Problem to work on: Copy out each line of the material below with no changes.

Named-object pointing records:
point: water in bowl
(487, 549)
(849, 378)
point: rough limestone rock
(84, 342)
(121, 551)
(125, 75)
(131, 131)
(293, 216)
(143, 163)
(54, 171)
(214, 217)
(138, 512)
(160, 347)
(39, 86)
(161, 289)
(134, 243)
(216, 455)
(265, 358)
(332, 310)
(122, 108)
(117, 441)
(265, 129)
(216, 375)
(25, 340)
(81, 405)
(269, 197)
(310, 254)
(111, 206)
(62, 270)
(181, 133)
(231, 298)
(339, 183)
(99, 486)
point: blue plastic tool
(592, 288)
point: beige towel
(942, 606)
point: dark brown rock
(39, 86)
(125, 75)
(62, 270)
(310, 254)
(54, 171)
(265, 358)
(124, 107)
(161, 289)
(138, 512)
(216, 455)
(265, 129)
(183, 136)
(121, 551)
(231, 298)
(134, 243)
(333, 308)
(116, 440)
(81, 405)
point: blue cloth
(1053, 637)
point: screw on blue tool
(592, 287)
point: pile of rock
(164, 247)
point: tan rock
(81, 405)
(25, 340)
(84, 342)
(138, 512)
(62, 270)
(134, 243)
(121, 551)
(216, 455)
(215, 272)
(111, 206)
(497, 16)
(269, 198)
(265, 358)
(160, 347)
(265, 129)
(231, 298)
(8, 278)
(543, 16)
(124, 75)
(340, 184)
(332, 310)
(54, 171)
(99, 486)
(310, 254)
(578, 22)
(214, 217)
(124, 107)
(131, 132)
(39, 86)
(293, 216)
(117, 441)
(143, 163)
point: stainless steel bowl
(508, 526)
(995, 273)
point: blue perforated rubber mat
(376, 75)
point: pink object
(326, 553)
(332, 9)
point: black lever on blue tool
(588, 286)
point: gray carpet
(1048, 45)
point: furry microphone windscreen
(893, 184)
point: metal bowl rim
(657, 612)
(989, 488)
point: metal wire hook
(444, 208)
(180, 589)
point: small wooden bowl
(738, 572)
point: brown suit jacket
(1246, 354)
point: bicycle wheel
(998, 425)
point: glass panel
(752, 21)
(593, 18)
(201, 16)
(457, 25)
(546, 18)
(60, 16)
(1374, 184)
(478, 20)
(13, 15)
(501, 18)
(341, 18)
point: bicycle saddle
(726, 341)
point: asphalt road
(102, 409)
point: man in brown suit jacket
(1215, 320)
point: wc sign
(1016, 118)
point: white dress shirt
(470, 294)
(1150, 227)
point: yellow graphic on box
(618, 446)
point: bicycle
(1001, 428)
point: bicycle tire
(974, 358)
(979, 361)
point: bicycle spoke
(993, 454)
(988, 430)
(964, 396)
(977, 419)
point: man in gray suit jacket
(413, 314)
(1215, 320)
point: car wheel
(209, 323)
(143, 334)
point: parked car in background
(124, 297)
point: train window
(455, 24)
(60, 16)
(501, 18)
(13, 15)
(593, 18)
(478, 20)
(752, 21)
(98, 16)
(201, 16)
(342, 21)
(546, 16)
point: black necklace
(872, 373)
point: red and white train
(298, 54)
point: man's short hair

Written solution:
point: water in bowl
(487, 549)
(849, 378)
point: rough limestone rock
(84, 342)
(121, 551)
(125, 75)
(131, 131)
(293, 216)
(143, 163)
(54, 171)
(214, 217)
(138, 512)
(160, 347)
(39, 86)
(161, 289)
(134, 243)
(216, 455)
(265, 358)
(332, 310)
(122, 108)
(117, 441)
(265, 129)
(216, 375)
(25, 340)
(81, 405)
(269, 197)
(310, 254)
(111, 206)
(62, 270)
(181, 133)
(231, 298)
(339, 183)
(99, 486)
point: blue plastic tool
(592, 288)
point: beige towel
(942, 606)
point: dark brown rock
(39, 86)
(125, 75)
(62, 270)
(310, 254)
(54, 171)
(265, 358)
(124, 107)
(161, 289)
(138, 512)
(216, 455)
(265, 129)
(183, 136)
(121, 551)
(231, 298)
(134, 243)
(333, 308)
(116, 440)
(81, 405)
point: blue cloth
(1053, 637)
point: screw on blue tool
(592, 287)
point: pile of rock
(164, 247)
point: tan rock
(81, 405)
(25, 340)
(84, 342)
(138, 512)
(62, 270)
(134, 243)
(121, 551)
(216, 455)
(215, 272)
(111, 206)
(497, 16)
(269, 198)
(265, 358)
(160, 347)
(265, 129)
(231, 298)
(8, 278)
(543, 16)
(124, 75)
(340, 184)
(332, 310)
(54, 171)
(99, 486)
(310, 254)
(578, 22)
(214, 217)
(124, 107)
(131, 132)
(39, 86)
(293, 216)
(117, 441)
(143, 163)
point: stainless steel bowl
(508, 526)
(995, 273)
point: blue perforated rubber mat
(376, 75)
point: pink object
(326, 553)
(332, 9)
point: black lever on blue tool
(588, 286)
point: gray carpet
(1048, 45)
point: furry microphone windscreen
(893, 184)
point: metal bowl rim
(657, 612)
(989, 488)
point: metal wire hook
(444, 208)
(180, 589)
point: small wooden bowl
(738, 572)
point: brown suit jacket
(1246, 354)
point: bicycle wheel
(998, 425)
point: glass panel
(752, 21)
(593, 18)
(201, 16)
(457, 25)
(546, 18)
(60, 16)
(1374, 184)
(478, 20)
(13, 15)
(501, 18)
(341, 18)
point: bicycle saddle
(726, 341)
point: asphalt road
(102, 409)
point: man in brown suit jacket
(1215, 320)
point: wc sign
(1016, 118)
point: white dress shirt
(470, 294)
(1150, 227)
point: yellow graphic on box
(618, 446)
point: bicycle
(1001, 428)
point: bicycle tire
(974, 358)
(979, 361)
point: bicycle spoke
(993, 454)
(988, 430)
(964, 396)
(977, 419)
point: man in gray suit jacket
(413, 314)
(1215, 320)
point: car wheel
(209, 323)
(143, 334)
point: parked car in background
(124, 297)
point: train window
(455, 24)
(60, 16)
(501, 18)
(13, 15)
(593, 18)
(478, 20)
(752, 21)
(98, 16)
(201, 16)
(342, 21)
(546, 16)
point: black necklace
(872, 373)
point: red and white train
(298, 54)
point: man's short hair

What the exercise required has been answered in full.